* _Requirement_:
Reproduce the listing below from its first line through the line containing "xmin=306 ymin=405 xmax=422 ymax=437", inclusive, changing every "object detector" to "object locator" and leaving all else unchanged.

* _Exercise material_:
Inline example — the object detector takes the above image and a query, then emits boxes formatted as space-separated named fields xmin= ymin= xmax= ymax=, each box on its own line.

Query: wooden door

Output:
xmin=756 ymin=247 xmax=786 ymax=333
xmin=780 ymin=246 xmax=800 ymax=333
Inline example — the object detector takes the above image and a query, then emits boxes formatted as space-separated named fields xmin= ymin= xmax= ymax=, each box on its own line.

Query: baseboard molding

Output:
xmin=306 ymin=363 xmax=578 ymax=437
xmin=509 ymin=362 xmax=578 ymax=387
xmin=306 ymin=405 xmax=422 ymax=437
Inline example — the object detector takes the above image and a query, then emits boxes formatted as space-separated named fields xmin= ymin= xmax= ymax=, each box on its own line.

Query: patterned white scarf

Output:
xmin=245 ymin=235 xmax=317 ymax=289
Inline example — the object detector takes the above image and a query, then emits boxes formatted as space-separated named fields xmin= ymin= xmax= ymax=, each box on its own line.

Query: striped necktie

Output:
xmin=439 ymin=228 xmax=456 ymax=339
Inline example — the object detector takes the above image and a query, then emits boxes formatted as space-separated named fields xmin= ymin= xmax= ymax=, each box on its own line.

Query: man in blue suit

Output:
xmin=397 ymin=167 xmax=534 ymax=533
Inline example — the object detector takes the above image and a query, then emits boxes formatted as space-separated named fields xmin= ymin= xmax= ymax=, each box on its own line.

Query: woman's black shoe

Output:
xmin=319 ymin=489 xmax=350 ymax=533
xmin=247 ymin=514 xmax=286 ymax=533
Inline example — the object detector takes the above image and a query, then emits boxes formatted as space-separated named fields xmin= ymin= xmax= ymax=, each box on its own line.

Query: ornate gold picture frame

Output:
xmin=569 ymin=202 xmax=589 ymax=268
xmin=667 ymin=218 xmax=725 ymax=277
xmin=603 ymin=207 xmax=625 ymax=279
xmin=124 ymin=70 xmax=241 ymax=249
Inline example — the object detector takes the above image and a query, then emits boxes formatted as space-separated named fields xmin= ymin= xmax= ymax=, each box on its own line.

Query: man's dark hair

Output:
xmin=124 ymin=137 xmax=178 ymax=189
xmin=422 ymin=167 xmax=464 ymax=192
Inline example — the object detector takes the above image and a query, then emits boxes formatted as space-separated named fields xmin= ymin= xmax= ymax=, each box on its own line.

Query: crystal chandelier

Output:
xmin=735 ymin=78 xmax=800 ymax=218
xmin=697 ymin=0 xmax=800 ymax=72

* _Problem solution_:
Inline example — the object locator takes the above image and a query, then emits boxes formatted as space-separated named fields xmin= ymin= xmax= ymax=, each box on its own line.

Query: wooden door

Output:
xmin=756 ymin=247 xmax=786 ymax=333
xmin=780 ymin=246 xmax=800 ymax=333
Inline example — the object locator takes the above image and a query, then emits boxes formatted as space-separated named fields xmin= ymin= xmax= ymax=, each box on its own line.

Query: baseboard molding

Output:
xmin=306 ymin=363 xmax=578 ymax=437
xmin=509 ymin=362 xmax=578 ymax=387
xmin=306 ymin=405 xmax=422 ymax=437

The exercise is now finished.